Swap "in this photograph" for "in this image" everywhere in the material below, leaving every other line unchanged and omitting the pictures.

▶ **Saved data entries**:
————

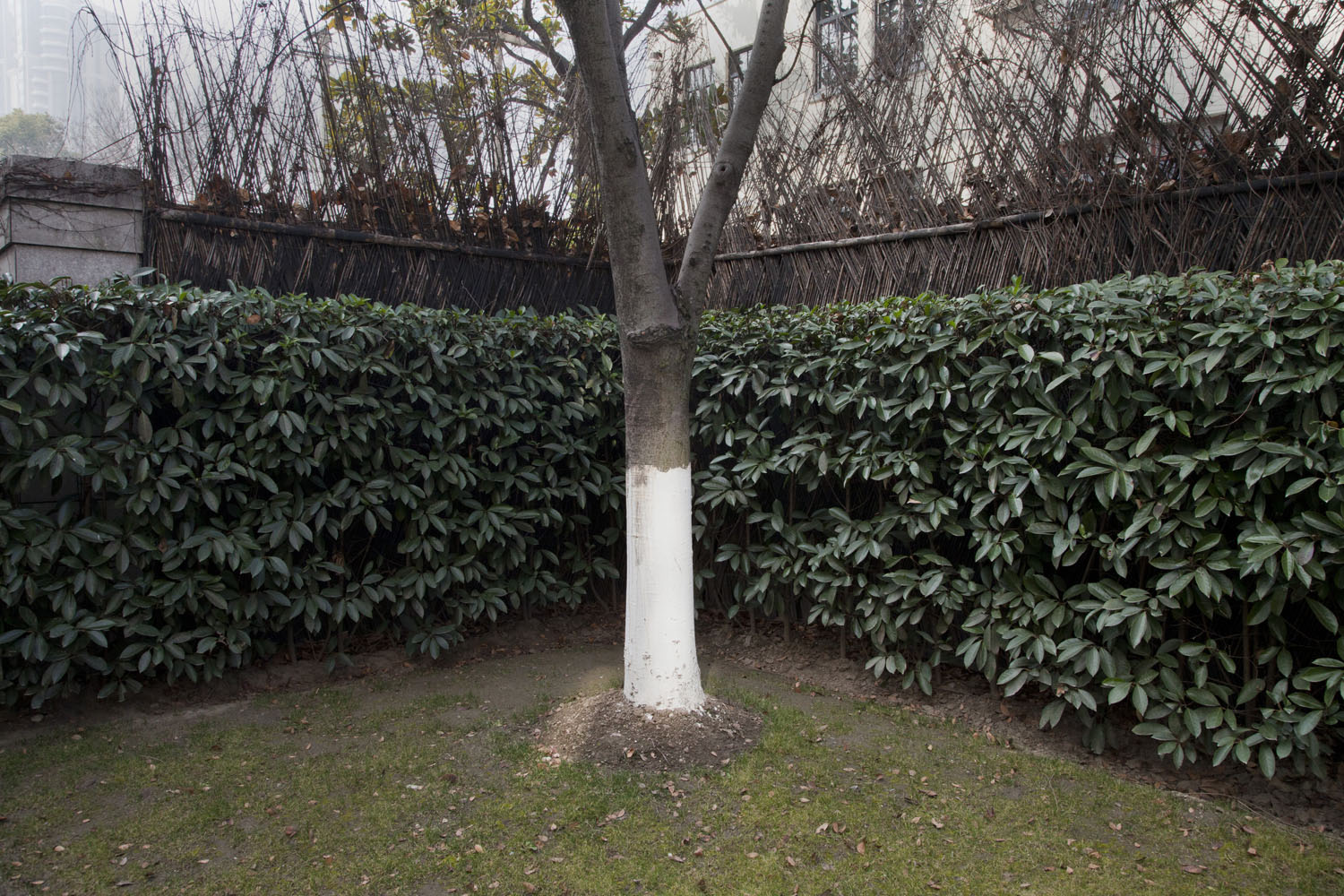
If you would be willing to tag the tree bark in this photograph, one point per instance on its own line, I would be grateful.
(658, 327)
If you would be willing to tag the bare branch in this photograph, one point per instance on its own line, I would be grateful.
(730, 163)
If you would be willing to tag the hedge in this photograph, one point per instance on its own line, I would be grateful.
(1123, 493)
(193, 478)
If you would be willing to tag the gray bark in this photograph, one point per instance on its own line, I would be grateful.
(656, 319)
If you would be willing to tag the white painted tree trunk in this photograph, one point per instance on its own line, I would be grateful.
(661, 669)
(658, 324)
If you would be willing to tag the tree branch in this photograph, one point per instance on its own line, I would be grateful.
(642, 297)
(734, 151)
(562, 65)
(640, 22)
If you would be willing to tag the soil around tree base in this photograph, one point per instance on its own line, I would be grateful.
(610, 731)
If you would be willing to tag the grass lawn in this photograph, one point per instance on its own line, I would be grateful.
(432, 782)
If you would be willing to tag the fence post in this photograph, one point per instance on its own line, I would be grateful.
(65, 218)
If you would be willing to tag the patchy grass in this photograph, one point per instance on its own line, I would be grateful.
(435, 786)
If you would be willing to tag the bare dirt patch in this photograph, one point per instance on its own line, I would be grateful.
(607, 729)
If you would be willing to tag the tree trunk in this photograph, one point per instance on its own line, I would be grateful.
(661, 669)
(658, 325)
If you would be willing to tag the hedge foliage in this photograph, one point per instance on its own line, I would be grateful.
(1121, 493)
(193, 478)
(1124, 493)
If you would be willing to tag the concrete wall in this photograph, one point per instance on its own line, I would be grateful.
(64, 218)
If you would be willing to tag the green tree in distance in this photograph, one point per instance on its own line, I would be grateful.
(24, 134)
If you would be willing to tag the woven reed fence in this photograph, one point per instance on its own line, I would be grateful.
(212, 250)
(1145, 136)
(1228, 226)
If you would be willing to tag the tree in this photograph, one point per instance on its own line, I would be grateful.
(658, 333)
(30, 134)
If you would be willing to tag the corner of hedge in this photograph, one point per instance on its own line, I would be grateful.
(1121, 493)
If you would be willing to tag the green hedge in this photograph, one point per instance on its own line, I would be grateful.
(1120, 493)
(1124, 493)
(193, 478)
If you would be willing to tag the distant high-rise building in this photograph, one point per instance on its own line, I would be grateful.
(54, 61)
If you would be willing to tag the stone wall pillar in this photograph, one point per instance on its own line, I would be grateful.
(65, 218)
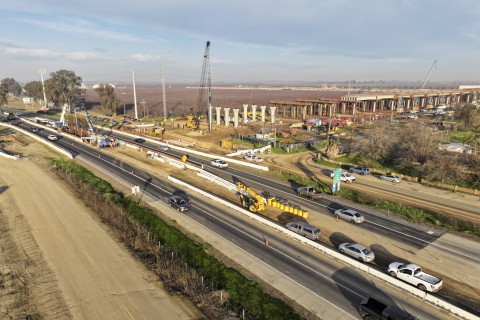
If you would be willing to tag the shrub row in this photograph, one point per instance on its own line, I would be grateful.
(243, 293)
(411, 213)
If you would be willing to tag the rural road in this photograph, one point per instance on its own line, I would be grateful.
(98, 277)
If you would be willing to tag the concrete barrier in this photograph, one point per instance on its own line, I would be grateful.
(200, 153)
(337, 255)
(51, 145)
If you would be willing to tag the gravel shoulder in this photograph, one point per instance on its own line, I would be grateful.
(81, 270)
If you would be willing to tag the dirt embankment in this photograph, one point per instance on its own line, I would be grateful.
(57, 262)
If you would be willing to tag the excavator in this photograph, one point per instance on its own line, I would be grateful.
(250, 199)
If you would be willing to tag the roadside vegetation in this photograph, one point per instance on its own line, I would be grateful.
(411, 213)
(183, 264)
(413, 149)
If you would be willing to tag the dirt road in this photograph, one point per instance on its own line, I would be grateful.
(96, 277)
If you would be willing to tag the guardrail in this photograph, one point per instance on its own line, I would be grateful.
(216, 179)
(200, 153)
(337, 255)
(40, 139)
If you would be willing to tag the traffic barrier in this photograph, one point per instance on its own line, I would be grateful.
(337, 255)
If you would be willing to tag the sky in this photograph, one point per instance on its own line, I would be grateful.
(251, 40)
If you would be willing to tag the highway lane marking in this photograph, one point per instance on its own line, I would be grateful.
(404, 234)
(378, 225)
(154, 197)
(131, 317)
(286, 276)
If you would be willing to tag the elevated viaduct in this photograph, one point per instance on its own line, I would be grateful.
(373, 103)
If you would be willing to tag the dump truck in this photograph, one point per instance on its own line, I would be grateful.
(310, 192)
(250, 199)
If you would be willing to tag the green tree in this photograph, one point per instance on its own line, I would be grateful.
(472, 138)
(34, 89)
(3, 94)
(108, 98)
(13, 86)
(62, 87)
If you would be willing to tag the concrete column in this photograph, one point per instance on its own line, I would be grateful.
(263, 113)
(219, 110)
(245, 111)
(235, 118)
(272, 114)
(227, 116)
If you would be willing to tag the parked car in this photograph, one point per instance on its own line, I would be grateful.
(414, 275)
(390, 177)
(304, 229)
(219, 163)
(360, 170)
(252, 157)
(179, 203)
(345, 176)
(309, 191)
(350, 215)
(356, 251)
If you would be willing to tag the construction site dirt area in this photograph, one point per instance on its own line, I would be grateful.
(59, 262)
(386, 249)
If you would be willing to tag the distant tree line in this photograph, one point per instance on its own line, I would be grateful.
(414, 150)
(63, 87)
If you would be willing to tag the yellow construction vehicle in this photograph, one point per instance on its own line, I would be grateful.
(250, 199)
(226, 144)
(191, 122)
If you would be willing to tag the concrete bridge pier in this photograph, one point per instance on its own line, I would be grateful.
(219, 110)
(235, 118)
(227, 116)
(254, 112)
(272, 114)
(245, 111)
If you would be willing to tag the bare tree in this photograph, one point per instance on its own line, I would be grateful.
(414, 149)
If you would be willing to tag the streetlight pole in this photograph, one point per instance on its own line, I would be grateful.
(42, 71)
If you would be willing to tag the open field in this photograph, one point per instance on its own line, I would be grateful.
(180, 100)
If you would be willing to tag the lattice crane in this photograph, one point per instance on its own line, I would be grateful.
(205, 81)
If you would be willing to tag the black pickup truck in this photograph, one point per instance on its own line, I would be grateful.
(372, 309)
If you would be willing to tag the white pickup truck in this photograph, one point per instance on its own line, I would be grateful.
(346, 176)
(360, 170)
(414, 275)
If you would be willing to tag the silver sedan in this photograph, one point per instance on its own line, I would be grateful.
(390, 177)
(357, 251)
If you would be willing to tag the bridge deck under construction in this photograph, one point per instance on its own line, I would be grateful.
(373, 103)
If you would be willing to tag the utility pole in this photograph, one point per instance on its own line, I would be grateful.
(143, 104)
(42, 71)
(134, 94)
(164, 95)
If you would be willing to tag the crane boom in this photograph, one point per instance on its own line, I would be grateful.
(428, 75)
(205, 80)
(89, 120)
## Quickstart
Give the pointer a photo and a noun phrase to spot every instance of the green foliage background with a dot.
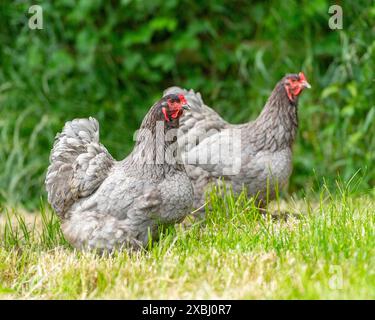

————

▶ **TASK ANSWER**:
If you would be willing to tag the tree bark in this image, one point per instance on its own line, I would be grateful.
(658, 327)
If you would be willing to tag the bare branch in this image, one point per instance on its own line, I would be grateful.
(730, 163)
If you would be willing to tag the hedge in this image, one point per instance on its own line, I would be grateful.
(1123, 493)
(193, 478)
If you would be willing to tag the gray bark in this image, one point per instance on its own line, I would be grateful.
(656, 319)
If you would be willing to tag the white painted tree trunk in this image, one point per instance on its own line, I would be grateful.
(661, 669)
(658, 324)
If you would be willing to tag the tree branch in this image, one point per instance on its own line, I would be grateful.
(642, 297)
(734, 151)
(562, 65)
(640, 22)
If you would be willing to tag the soil around tree base in this image, one point per instance on its own line, I would be grateful.
(610, 731)
If you would be willing to tag the grass lawn in this image, one point per instance on its own line, I would be grateful.
(432, 782)
If you would be willing to tag the fence post in this image, one point per instance on its own line, I would be grateful.
(65, 218)
If you would be willing to tag the patchy grass in this image, one point per instance on its own line, I would be grateful.
(435, 786)
If you would be willing to tag the bare dirt patch in this image, one point per instance on its own line, I would be grateful.
(607, 729)
If you would be willing to tag the tree trunk in this image, one point per instance on its own line, I would be grateful.
(661, 669)
(658, 325)
If you would be willing to tag the hedge foliage in this image, one point per instance on its own line, I would be grateful.
(1121, 493)
(193, 478)
(1124, 493)
If you would be willing to tag the concrete wall in this image, one point per instance on its own line, I would be grateful.
(64, 218)
If you would be willing to tag the green tree in distance in this image, one point per instance on its own line, I would be grateful.
(24, 134)
If you would be willing to tag the woven reed fence in this image, one point per instance on its own line, I would be grateful.
(212, 250)
(1145, 136)
(1228, 226)
If you would be willing to tag the tree in this image, one point per instance on its own line, I would be grateful.
(658, 333)
(30, 134)
If you would be willing to tag the corner of hedge in this image, one point per instance on its own line, I would be grateful.
(1121, 493)
If you would be willing to tag the green hedge in this image, one point per instance on its own line, I would be grateful.
(1120, 493)
(1124, 493)
(193, 478)
If you would be willing to tag the distant high-rise building in this image, one point per instance on its own line, I would be grateful.
(54, 61)
If you would be willing to tag the stone wall pillar in this image, one point per instance on its own line, I would be grateful.
(65, 218)
If you would be willing to tag the shrub row in this image, one point per instance on its own line, I would be grateful.
(243, 293)
(411, 213)
If you would be willing to tag the rural road in this image, one point per instance on its own line, I would be grateful.
(98, 277)
If you would be willing to tag the concrete barrier in this image, one point per instance on its own line, I would be grateful.
(200, 153)
(337, 255)
(51, 145)
If you would be willing to tag the gravel shoulder in this image, one point per instance on its own line, I would be grateful.
(81, 270)
If you would be willing to tag the dirt embankment in this image, one point per instance on its own line, I would be grateful.
(57, 262)
If you would be willing to tag the excavator in this image, one point per instance on its own line, I would be grateful.
(250, 199)
If you would be willing to tag the roadside vegetation in this image, one point per instance on its own line, I would be grateful.
(411, 213)
(183, 264)
(413, 149)
If you would be willing to tag the dirt road in this image, one point per instance on its own line, I would be grateful.
(96, 277)
If you would be willing to tag the guardrail in this image, one point per instance on its own line, I would be grateful.
(216, 179)
(200, 153)
(337, 255)
(40, 139)
If you would be willing to tag the traffic barrier in this image, one point per instance on its own line, I would be grateful.
(337, 255)
If you would be willing to tag the sky in this image, one point per instance on its own line, I would be grateful.
(251, 40)
If you would be willing to tag the highway lane marking in this image, one point per instance on its own line, I would be grateful.
(404, 234)
(378, 225)
(154, 197)
(131, 317)
(286, 276)
If you would be willing to tag the elevated viaduct in this image, one point per instance on its own line, I would be grateful.
(373, 103)
If you would be willing to tag the dump truck in this image, one point per instance on its own line, I would be grateful.
(310, 192)
(250, 199)
If you would be willing to tag the green tree in this image, one point per instance on its own line, I would be grateful.
(472, 138)
(34, 89)
(3, 94)
(108, 98)
(13, 86)
(62, 87)
If you would be willing to tag the concrete column in this image, one point per instance on its own line, I would be grateful.
(263, 113)
(219, 110)
(245, 111)
(235, 118)
(272, 114)
(227, 116)
If you would be willing to tag the parked car in this image, one point per instance on its own line, I would be grateful.
(414, 275)
(390, 177)
(304, 229)
(219, 163)
(360, 170)
(252, 157)
(179, 203)
(345, 176)
(309, 191)
(350, 215)
(356, 251)
If you would be willing to tag the construction site dirt area in this image, one point per instance on its own line, I would be grateful.
(59, 262)
(386, 249)
If you would be willing to tag the distant tree line in this image, one point per instance on its own line, I would be grateful.
(414, 150)
(63, 87)
If you would be willing to tag the yellow construction vehicle in this image, one point per instance on its own line, I would be grateful.
(250, 199)
(226, 144)
(191, 122)
If you would be willing to tag the concrete bridge pier in this image, one point per instance on its own line, I would be grateful.
(219, 110)
(235, 118)
(227, 116)
(254, 112)
(272, 114)
(245, 111)
If you would be willing to tag the bare tree in this image, one point per instance on its own line, I would be grateful.
(414, 149)
If you would be willing to tag the streetlight pole in this image, one point per instance on its own line, I would be grateful.
(42, 71)
If you would be willing to tag the open field in this image, one point per instance on its own line, I would be grateful.
(180, 100)
If you would be willing to tag the lattice crane in this image, one point per instance on its own line, I would be grateful.
(205, 81)
If you would be willing to tag the black pickup truck in this image, one point per instance on its own line, I would be grateful.
(372, 309)
If you would be willing to tag the white pickup truck in this image, one point per instance on its own line, I would be grateful.
(346, 176)
(360, 170)
(414, 275)
If you would be willing to tag the silver sedan in this image, one point per instance on its own line, I would be grateful.
(390, 177)
(357, 251)
If you would be willing to tag the bridge deck under construction in this image, one point per instance on its own line, I would be grateful.
(373, 103)
If you would be willing to tag the utility pole in this image, one point per instance on its own line, I would be grateful.
(143, 104)
(42, 71)
(134, 94)
(164, 95)
If you would be willing to tag the crane boom in this image, one point per instance on its own line, I would be grateful.
(428, 75)
(205, 80)
(89, 120)
## Quickstart
Give the pointer a photo and a noun phrase to spot every instance of the green foliage background with a dot.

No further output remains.